## TEXTO DE LECTURA
╭──

Consiste en mantener el rumbo hasta encontrarse ante el otro individuo a una distancia considerable, más allá de si éste ya haya tomado otra dirección, y propinarle un puñetazo en la cara, preferentemente a la altura del mentón. La idea es "noquear" al interceptor para así, una vez inmóvil el cuerpo en el suelo, podamos retomar libremente nuestra caminata.
Se recomienda aplicar un golpe fuerte, seco y preciso para asegurarnos de que el receptor se desmaye. De lo contrario, podríamos recibir una respuesta igual de violenta y la situación se convertiría en una pelea callejera mucho más indeseable que una simple colisión.

Todos estos métodos pueden funcionar perfectamente, siempre y cuando uno actúe de manera precisa y que el otro peatón actúe de la manera esperada, que no es ni más ni menos que la forma en la que el ciudadano tipo reacciona ante estos inconvenientes.
Pero hay una contraindicación severa para estas soluciones, y es que tanto el primer individuo como el segundo conozcan los métodos desarrollados por Cho y decidan llevar a cabo el mismo.

╰──

## REGISTROS PROPORCIONADOS
╭──

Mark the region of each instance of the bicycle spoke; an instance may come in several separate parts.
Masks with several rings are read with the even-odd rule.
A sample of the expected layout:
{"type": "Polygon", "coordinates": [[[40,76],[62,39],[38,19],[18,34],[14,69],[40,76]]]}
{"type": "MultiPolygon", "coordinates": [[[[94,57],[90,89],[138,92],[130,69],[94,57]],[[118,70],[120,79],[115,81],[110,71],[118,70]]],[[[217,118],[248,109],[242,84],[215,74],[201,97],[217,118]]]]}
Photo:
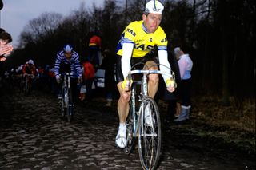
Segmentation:
{"type": "MultiPolygon", "coordinates": [[[[142,165],[144,169],[156,168],[161,148],[161,125],[158,106],[152,98],[146,98],[144,107],[150,104],[150,124],[146,124],[144,113],[141,113],[138,136],[138,149],[142,165]]],[[[142,109],[145,110],[145,109],[142,109]]]]}

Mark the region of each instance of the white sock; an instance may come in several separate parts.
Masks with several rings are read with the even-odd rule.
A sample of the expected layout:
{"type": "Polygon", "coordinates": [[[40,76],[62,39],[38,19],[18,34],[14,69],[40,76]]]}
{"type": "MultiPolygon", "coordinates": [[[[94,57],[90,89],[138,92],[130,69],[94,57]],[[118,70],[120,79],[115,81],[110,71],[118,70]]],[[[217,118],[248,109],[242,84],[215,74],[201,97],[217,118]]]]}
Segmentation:
{"type": "Polygon", "coordinates": [[[119,128],[126,128],[126,123],[119,123],[119,128]]]}

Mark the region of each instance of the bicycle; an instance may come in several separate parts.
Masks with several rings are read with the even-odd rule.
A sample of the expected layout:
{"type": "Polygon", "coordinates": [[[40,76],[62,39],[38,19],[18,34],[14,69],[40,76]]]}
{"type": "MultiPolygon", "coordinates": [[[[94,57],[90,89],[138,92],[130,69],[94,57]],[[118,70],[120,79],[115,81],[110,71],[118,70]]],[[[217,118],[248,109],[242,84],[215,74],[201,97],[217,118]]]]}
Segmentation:
{"type": "Polygon", "coordinates": [[[70,122],[74,116],[74,102],[72,89],[70,87],[70,77],[73,73],[62,73],[63,82],[62,86],[61,97],[58,98],[58,104],[61,110],[61,117],[64,118],[66,114],[68,122],[70,122]]]}
{"type": "Polygon", "coordinates": [[[138,138],[138,153],[143,169],[156,168],[161,149],[161,121],[158,105],[154,100],[148,96],[147,74],[165,74],[172,77],[175,81],[174,73],[167,73],[160,70],[131,70],[130,78],[133,74],[142,74],[142,80],[134,81],[131,86],[131,97],[130,101],[130,113],[126,119],[126,146],[124,152],[130,154],[135,145],[138,138]],[[136,98],[136,88],[141,87],[140,93],[136,98]],[[138,107],[136,101],[138,101],[138,107]],[[149,106],[147,106],[149,105],[149,106]],[[145,110],[149,107],[150,125],[146,123],[145,110]]]}

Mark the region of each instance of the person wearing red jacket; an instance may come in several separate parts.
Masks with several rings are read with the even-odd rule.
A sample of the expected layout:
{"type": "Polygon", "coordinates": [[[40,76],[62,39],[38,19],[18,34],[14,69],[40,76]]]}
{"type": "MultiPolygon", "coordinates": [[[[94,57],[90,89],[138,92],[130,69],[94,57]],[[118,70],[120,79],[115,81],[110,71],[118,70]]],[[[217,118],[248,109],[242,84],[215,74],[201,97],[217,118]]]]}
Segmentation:
{"type": "Polygon", "coordinates": [[[82,84],[80,89],[80,100],[84,101],[86,99],[86,101],[90,101],[92,100],[92,85],[95,76],[95,69],[94,65],[88,61],[85,60],[82,63],[82,84]]]}
{"type": "Polygon", "coordinates": [[[102,42],[97,33],[93,33],[89,41],[89,61],[98,69],[102,62],[101,55],[102,42]]]}

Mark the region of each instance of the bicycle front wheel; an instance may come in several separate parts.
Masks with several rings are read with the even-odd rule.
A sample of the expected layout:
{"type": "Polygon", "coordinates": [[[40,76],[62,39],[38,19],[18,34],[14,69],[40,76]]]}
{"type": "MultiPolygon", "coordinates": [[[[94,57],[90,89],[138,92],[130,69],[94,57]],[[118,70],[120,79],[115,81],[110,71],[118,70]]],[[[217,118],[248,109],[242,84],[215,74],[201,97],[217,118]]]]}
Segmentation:
{"type": "Polygon", "coordinates": [[[70,122],[73,118],[73,112],[74,112],[74,104],[73,104],[73,97],[72,97],[72,91],[70,89],[68,89],[66,96],[66,116],[67,121],[70,122]]]}
{"type": "Polygon", "coordinates": [[[126,118],[126,145],[124,148],[124,152],[126,154],[130,154],[133,148],[134,148],[134,113],[133,113],[133,109],[132,108],[130,107],[130,112],[129,112],[129,115],[126,118]]]}
{"type": "Polygon", "coordinates": [[[159,160],[161,148],[159,110],[151,97],[143,100],[141,107],[138,138],[139,157],[143,169],[154,169],[159,160]],[[146,109],[147,114],[145,114],[146,109]]]}

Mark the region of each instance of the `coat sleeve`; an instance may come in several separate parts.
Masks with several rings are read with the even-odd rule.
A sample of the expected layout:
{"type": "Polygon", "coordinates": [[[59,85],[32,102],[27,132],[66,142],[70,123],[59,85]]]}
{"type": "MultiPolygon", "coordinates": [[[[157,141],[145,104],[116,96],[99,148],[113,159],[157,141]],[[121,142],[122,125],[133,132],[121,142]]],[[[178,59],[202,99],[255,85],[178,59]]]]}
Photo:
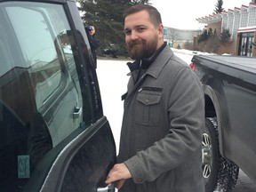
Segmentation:
{"type": "Polygon", "coordinates": [[[200,82],[189,68],[184,67],[170,84],[172,96],[166,111],[169,132],[124,162],[135,183],[155,180],[162,173],[182,165],[202,148],[204,99],[200,82]]]}

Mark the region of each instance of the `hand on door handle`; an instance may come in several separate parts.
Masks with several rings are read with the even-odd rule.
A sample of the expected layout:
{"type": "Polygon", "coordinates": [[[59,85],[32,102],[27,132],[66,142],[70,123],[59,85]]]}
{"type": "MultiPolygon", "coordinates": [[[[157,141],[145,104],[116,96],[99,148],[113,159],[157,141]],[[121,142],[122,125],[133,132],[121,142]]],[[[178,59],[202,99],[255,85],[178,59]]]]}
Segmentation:
{"type": "Polygon", "coordinates": [[[108,184],[106,188],[98,188],[97,192],[114,192],[115,185],[114,183],[108,184]]]}

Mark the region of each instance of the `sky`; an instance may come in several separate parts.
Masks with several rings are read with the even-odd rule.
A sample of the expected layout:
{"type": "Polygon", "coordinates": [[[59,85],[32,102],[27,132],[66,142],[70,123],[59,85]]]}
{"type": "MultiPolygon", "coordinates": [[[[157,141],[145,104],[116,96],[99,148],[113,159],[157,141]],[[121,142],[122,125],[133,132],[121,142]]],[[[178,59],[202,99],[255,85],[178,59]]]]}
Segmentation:
{"type": "MultiPolygon", "coordinates": [[[[223,0],[225,11],[249,5],[251,0],[223,0]]],[[[150,4],[161,13],[164,27],[180,29],[201,29],[204,24],[198,23],[197,18],[214,12],[218,0],[150,0],[150,4]]],[[[205,25],[205,24],[204,24],[205,25]]]]}

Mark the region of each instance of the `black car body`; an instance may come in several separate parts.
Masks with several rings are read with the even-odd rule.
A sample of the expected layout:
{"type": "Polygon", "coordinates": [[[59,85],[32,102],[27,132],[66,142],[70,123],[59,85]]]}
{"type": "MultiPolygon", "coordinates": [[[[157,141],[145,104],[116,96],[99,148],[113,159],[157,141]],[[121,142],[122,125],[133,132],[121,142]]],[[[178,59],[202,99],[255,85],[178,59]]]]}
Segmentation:
{"type": "Polygon", "coordinates": [[[0,0],[0,191],[104,191],[115,162],[76,2],[0,0]]]}
{"type": "Polygon", "coordinates": [[[231,191],[239,168],[256,181],[256,58],[195,55],[192,62],[204,92],[206,191],[231,191]]]}

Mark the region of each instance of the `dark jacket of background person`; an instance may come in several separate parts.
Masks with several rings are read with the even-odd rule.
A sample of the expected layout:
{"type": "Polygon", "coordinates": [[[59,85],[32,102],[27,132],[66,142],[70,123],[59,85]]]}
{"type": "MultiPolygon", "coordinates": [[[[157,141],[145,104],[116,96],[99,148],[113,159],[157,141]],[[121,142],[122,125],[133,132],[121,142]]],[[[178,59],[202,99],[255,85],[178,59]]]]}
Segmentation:
{"type": "Polygon", "coordinates": [[[128,64],[132,76],[118,162],[124,162],[132,178],[120,192],[204,191],[198,160],[204,124],[203,91],[188,65],[164,46],[135,84],[139,69],[136,63],[128,64]]]}
{"type": "Polygon", "coordinates": [[[95,68],[97,68],[97,55],[96,55],[96,50],[100,47],[100,40],[96,37],[95,33],[92,33],[92,31],[94,30],[95,28],[93,26],[86,26],[85,27],[85,31],[87,33],[88,36],[88,41],[90,43],[92,57],[94,60],[95,63],[95,68]]]}

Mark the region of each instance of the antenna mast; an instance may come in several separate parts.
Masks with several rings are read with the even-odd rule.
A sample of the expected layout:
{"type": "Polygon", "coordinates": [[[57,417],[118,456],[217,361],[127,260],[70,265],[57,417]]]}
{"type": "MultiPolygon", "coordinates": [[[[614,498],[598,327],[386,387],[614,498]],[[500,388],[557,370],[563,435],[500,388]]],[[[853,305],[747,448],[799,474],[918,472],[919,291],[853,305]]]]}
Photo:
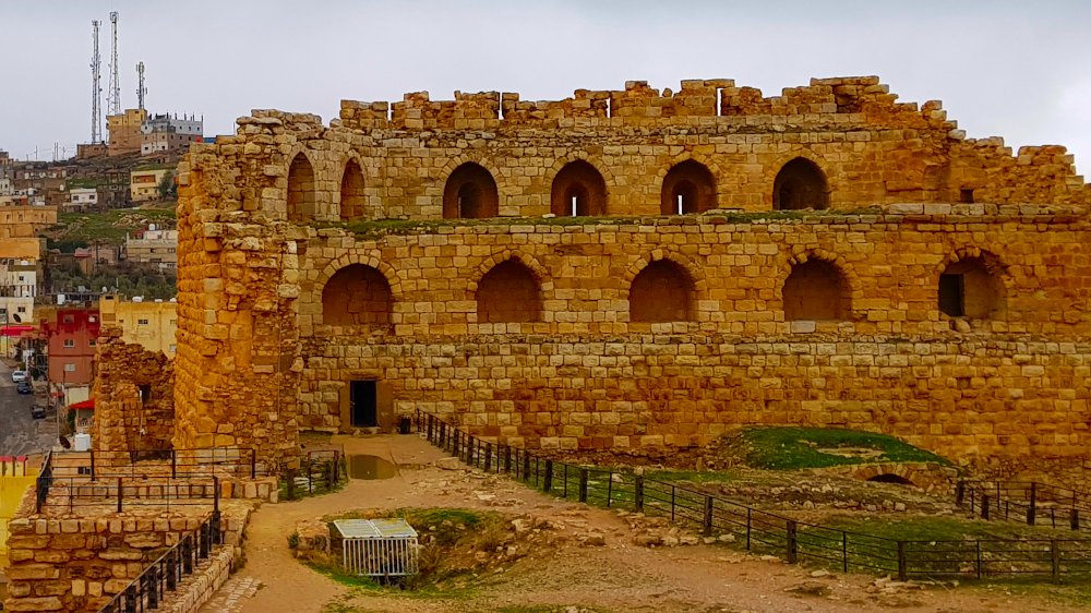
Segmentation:
{"type": "Polygon", "coordinates": [[[110,12],[110,25],[113,29],[110,60],[110,92],[106,99],[106,115],[121,115],[121,80],[118,79],[118,12],[110,12]]]}
{"type": "Polygon", "coordinates": [[[101,100],[103,88],[99,86],[99,69],[101,58],[98,55],[98,20],[92,20],[92,40],[94,41],[94,52],[91,55],[91,142],[103,142],[103,116],[99,103],[101,100]]]}
{"type": "Polygon", "coordinates": [[[147,94],[147,87],[144,87],[144,62],[136,64],[136,76],[140,80],[140,85],[136,86],[136,108],[144,110],[144,95],[147,94]]]}

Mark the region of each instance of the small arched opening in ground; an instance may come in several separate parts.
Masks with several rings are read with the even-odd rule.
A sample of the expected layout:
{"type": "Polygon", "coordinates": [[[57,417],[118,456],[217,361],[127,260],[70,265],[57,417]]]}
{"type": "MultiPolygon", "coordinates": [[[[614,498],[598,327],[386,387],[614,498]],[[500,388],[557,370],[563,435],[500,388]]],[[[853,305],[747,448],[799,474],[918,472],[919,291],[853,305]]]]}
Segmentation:
{"type": "Polygon", "coordinates": [[[800,211],[829,206],[829,185],[818,166],[798,157],[780,169],[772,182],[772,208],[800,211]]]}
{"type": "Polygon", "coordinates": [[[443,188],[444,219],[482,219],[500,215],[500,194],[492,175],[467,161],[447,178],[443,188]]]}
{"type": "Polygon", "coordinates": [[[363,217],[363,171],[355,159],[350,159],[341,175],[341,221],[363,217]]]}
{"type": "Polygon", "coordinates": [[[386,277],[364,264],[350,264],[322,288],[322,323],[334,326],[388,326],[394,297],[386,277]]]}
{"type": "Polygon", "coordinates": [[[909,479],[906,479],[900,474],[894,474],[890,472],[887,472],[885,474],[876,474],[875,477],[868,479],[868,481],[873,481],[875,483],[897,483],[898,485],[912,485],[914,488],[916,486],[909,479]]]}
{"type": "Polygon", "coordinates": [[[541,289],[538,279],[523,262],[507,260],[485,273],[478,281],[478,323],[540,322],[541,289]]]}
{"type": "Polygon", "coordinates": [[[948,264],[939,275],[939,311],[950,317],[1000,316],[1004,284],[995,269],[996,265],[984,257],[966,257],[948,264]]]}
{"type": "Polygon", "coordinates": [[[558,217],[604,215],[607,183],[602,175],[582,159],[564,165],[553,179],[550,209],[558,217]]]}
{"type": "Polygon", "coordinates": [[[843,321],[849,316],[849,284],[840,268],[824,260],[792,266],[781,291],[784,321],[843,321]]]}
{"type": "Polygon", "coordinates": [[[669,260],[648,264],[628,290],[631,322],[694,321],[694,284],[682,266],[669,260]]]}
{"type": "Polygon", "coordinates": [[[660,213],[688,215],[716,208],[716,179],[699,161],[675,164],[663,178],[660,213]]]}
{"type": "Polygon", "coordinates": [[[303,154],[297,154],[288,167],[288,220],[314,219],[314,169],[303,154]]]}

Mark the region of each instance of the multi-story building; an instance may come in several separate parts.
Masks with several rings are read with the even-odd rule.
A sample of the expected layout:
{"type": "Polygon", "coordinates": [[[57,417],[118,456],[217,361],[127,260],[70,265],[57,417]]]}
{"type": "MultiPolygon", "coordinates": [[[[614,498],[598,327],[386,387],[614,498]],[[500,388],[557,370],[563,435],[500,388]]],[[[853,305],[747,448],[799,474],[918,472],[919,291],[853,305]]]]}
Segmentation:
{"type": "Polygon", "coordinates": [[[124,168],[110,168],[104,173],[105,183],[98,185],[98,202],[104,208],[129,205],[130,172],[124,168]]]}
{"type": "Polygon", "coordinates": [[[200,143],[204,136],[204,118],[196,116],[156,115],[141,127],[142,156],[155,154],[182,154],[190,143],[200,143]]]}
{"type": "Polygon", "coordinates": [[[106,116],[106,129],[110,132],[110,157],[140,152],[141,128],[145,121],[145,109],[125,109],[122,113],[106,116]]]}
{"type": "Polygon", "coordinates": [[[100,325],[98,309],[89,306],[60,306],[55,320],[41,322],[48,338],[51,383],[64,388],[92,384],[100,325]]]}
{"type": "Polygon", "coordinates": [[[95,188],[73,188],[69,190],[69,208],[86,209],[98,207],[98,190],[95,188]]]}
{"type": "Polygon", "coordinates": [[[132,202],[146,202],[159,197],[159,183],[171,172],[170,168],[139,168],[130,172],[129,199],[132,202]]]}
{"type": "Polygon", "coordinates": [[[159,230],[153,224],[136,236],[125,236],[124,249],[129,262],[175,268],[178,266],[178,230],[159,230]]]}
{"type": "Polygon", "coordinates": [[[163,351],[175,357],[175,329],[178,304],[171,300],[145,302],[139,297],[124,300],[117,295],[103,296],[98,310],[104,326],[121,328],[121,339],[142,346],[148,351],[163,351]]]}

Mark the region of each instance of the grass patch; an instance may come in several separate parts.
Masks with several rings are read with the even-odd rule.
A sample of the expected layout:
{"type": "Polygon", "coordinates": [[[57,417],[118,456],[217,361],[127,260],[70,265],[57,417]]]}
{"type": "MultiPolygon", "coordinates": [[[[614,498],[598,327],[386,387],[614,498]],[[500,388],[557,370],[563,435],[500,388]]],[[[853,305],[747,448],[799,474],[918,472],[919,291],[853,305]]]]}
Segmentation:
{"type": "Polygon", "coordinates": [[[936,462],[945,458],[904,441],[836,428],[745,428],[738,434],[754,468],[795,470],[870,462],[936,462]]]}
{"type": "Polygon", "coordinates": [[[125,235],[155,224],[157,228],[175,226],[175,208],[113,209],[101,213],[60,213],[57,226],[48,230],[51,241],[58,244],[88,247],[121,244],[125,235]]]}
{"type": "MultiPolygon", "coordinates": [[[[505,543],[514,540],[506,518],[499,513],[476,512],[461,508],[403,508],[394,512],[353,512],[323,517],[329,525],[331,551],[339,552],[340,544],[333,527],[336,519],[374,519],[400,517],[417,530],[418,574],[398,582],[383,585],[365,576],[346,572],[337,554],[319,555],[308,552],[302,562],[331,579],[364,590],[410,590],[416,596],[467,596],[483,577],[501,564],[507,565],[516,557],[502,556],[505,543]],[[503,560],[501,560],[503,557],[503,560]]],[[[298,543],[298,541],[297,541],[298,543]]],[[[290,544],[290,542],[289,542],[290,544]]]]}

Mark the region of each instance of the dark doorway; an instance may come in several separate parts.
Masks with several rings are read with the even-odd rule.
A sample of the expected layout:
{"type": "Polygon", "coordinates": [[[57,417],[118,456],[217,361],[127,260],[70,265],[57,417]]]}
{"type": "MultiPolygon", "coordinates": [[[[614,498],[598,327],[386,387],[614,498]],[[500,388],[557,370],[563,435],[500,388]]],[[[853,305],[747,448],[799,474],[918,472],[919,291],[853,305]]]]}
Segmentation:
{"type": "Polygon", "coordinates": [[[353,381],[349,384],[349,405],[352,428],[377,428],[379,402],[374,381],[353,381]]]}

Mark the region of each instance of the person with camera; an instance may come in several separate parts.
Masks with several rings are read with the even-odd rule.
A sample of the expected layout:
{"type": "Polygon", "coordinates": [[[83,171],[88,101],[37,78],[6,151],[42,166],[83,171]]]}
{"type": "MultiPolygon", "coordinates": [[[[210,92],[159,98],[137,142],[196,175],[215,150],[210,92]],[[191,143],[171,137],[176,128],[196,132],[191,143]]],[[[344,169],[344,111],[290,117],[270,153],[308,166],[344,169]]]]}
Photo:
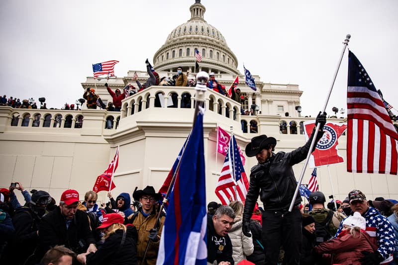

╰──

## TAREAS DEL EJERCICIO
[a] Reproduce completa cada línea de los registros que contenga la palabra "dark". Ten en cuenta que se distinguen mayúsculas y minúsculas.
[b] Prolonga el texto sobre los choques entre peatones a partir de su última oración.

## RESPUESTAS POR TAREA
[a]
Mark the region of each instance of the `dark jacket of background person`; an instance may come in several separate parts.
Mark the region of each instance of the dark doorway; an instance may come in several separate parts.

[b]
Ambos podrían arrojarse un puñetazo, colisionar o quedarse horas parados, mirándose las caras como unos imbéciles.

Sea prudente. Sea astuto.

Ceder el paso

El otro día iba caminando por Rosetti, una tarde de solcito pero bastante fresquita. Clima ideal, a mi gusto. Caminaba mirando los árboles, y pensando en cuantas cuadras me quedaban para llegar a la casa de mi vieja, ya que había estado caminando y tomando colectivos en capital, y ya me había ganado el cansancio.
En eso observo que de a poco me acercaba cada vez más, a una señora de entre 40 y 50 años (por lo menos eso demostraba su vapuleada retaguardia, y no me refiero desubicadamente solo a su trasero), la cual caminaba a un paso mucho más lento que el mío. Si uno relaciona esos datos y analiza algunas leyes de la física, se da cuenta que esa diferencia, era precisamente la que me acercaba cada vez más a ella.
Como ya venía temiendo apenas vi a aquella tranquila señora, llegue al punto de la incomodidad peatonal. ¿Qué es eso? Es algo que todos vivimos alguna vez, y que yo acabo de ponerle un nombre obvio y hasta tonto. Es el momento en el que uno queda caminando detrás de una persona y siente la necesidad de esquivarla o sobrepasarla, pero he aquí cuando uno se da cuenta de que se le hace imposible, o porque las dimensiones de dicha persona ocupan demasiado espacio en la vereda, o porque su velocidad es la justa como para que no podamos pasarla ni menos que menos, soportar toda nuestra caminata detrás del individuo, como si fuésemos algún tipo de guardaespaldas, o en su defecto, algún tipo de maniático que está a punto de realizar su maldad.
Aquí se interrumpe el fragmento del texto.